» REQUIRED TASK 1:
Answer these questions about the passage on the Gospels as sources for Jesus' teaching:
(a) Which four Gospels does the passage name as the main sources?
(b) Whose term is "demythologizing"?
(c) According to the scholarly tradition described, who produced the final versions of the Gospels, and when?
» REQUIRED TASK 2:
Carry on the passage about the Gospels as sources for Jesus' teaching, picking up after its final sentence.

» ARTICLE:
-- BEGIN --
Any discussion of what Jesus taught immediately raises the question of the reliability of our sources, most notably the four Gospels of Matthew, Mark, Luke, and John. There is a long scholarly tradition of viewing these books with deep suspicion, treating them as the product of the living tradition and life of a later Christian church and not as real history. Perhaps a process of “demythologizing,” to use Bultmann’s term, would allow scholars to discern some underlying kernels of Jesus’ teaching beneath the layers of elaboration that church tradition had added to them, but to take the Gospels as they stand as reliable reports about Jesus was naïve. This scholarly tradition treated the assumed oral tradition behind the Gospels as though it were like a manuscript that had gone through many editorial hands; then the final versions of the Gospels emerged from some anonymous compilers late in the first century.
-- END --
» EXTRACTED DATA:
-- BEGIN --
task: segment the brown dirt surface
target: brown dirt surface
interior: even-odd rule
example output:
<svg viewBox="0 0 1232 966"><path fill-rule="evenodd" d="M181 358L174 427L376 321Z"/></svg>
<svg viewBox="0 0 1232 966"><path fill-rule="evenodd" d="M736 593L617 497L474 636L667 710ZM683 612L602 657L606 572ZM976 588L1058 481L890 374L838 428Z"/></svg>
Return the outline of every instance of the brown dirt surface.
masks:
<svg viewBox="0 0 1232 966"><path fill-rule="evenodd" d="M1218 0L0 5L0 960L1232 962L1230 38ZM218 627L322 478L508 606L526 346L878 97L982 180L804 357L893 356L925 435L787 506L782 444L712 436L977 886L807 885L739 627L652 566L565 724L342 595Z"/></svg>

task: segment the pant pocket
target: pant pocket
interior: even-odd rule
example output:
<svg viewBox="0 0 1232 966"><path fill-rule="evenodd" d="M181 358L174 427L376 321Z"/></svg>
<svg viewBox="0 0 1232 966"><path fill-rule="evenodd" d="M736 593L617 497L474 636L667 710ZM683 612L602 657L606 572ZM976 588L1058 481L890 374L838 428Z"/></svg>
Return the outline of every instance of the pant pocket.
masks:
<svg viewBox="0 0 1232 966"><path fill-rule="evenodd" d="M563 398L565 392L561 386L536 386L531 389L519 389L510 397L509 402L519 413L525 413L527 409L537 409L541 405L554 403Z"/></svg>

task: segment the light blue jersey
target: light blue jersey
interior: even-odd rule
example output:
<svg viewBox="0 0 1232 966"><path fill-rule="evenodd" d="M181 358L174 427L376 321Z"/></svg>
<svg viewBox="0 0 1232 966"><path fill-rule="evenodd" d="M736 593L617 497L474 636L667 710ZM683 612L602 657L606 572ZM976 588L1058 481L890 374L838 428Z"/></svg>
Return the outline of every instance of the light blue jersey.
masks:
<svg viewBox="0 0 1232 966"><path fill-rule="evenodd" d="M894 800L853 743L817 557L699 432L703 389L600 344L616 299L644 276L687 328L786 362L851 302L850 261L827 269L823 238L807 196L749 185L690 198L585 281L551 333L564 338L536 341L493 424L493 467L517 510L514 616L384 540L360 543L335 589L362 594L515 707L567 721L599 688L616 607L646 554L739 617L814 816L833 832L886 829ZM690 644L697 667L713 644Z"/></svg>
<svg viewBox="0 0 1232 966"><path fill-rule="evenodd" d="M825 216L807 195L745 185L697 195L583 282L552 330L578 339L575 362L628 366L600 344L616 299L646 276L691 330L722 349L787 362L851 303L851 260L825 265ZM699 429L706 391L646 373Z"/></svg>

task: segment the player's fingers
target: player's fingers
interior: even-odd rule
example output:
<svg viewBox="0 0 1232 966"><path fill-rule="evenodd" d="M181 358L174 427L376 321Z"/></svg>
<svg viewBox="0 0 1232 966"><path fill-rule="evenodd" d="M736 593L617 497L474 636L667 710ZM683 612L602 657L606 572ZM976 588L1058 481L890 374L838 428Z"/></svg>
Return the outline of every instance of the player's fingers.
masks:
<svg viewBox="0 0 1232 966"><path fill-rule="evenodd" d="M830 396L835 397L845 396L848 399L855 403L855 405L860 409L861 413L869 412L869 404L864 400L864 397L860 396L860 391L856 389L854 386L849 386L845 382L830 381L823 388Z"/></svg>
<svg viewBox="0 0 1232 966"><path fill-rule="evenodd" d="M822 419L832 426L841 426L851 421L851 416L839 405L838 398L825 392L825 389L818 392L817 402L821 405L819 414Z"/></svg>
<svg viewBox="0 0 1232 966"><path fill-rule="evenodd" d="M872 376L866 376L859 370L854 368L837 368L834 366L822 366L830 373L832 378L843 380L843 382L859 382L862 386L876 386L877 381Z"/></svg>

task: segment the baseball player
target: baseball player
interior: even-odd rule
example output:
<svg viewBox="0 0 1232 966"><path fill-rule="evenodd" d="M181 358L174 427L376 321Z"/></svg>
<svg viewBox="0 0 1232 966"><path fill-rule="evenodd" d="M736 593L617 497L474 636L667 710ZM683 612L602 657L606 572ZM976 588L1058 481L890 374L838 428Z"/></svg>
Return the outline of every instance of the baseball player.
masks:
-- END --
» TASK OUTPUT 1:
(a) Matthew, Mark, Luke, and John.
(b) Bultmann's.
(c) Anonymous compilers, late in the first century.

» TASK OUTPUT 2:
This skeptical take on the Gospels has never satisfied me. Powerful works of literature do not emerge from the Volk, contrary to the theories of early folklorists. Some individual writes them. Furthermore, the time needed for an oral tradition to produce the “mythologized” Gospels never seemed to me to be nearly long enough: people who actually knew Jesus were still alive when the earlier Gospels were published. And the Gospels contain a huge amount of material that seems utterly irrelevant to the life of the new Church, but makes eminent sense connected to Jesus’ life and times.
A recent book by the English scholar Richard Bauckham, published in 2006, confirms my skepticism of the skeptics. It puts a thoroughly argued final nail in the coffin of mainstream Gospel studies of the last century. Entitled Jesus and the Eyewitnesses, Bauckham’s book persuasively argues that the Gospels contain the testimony of Jesus’ closest associates. They were written according to the canons of mainstream Greco-Roman historiography. They were not the product of church tradition or later life. The Gospels tell us what Jesus did and taught.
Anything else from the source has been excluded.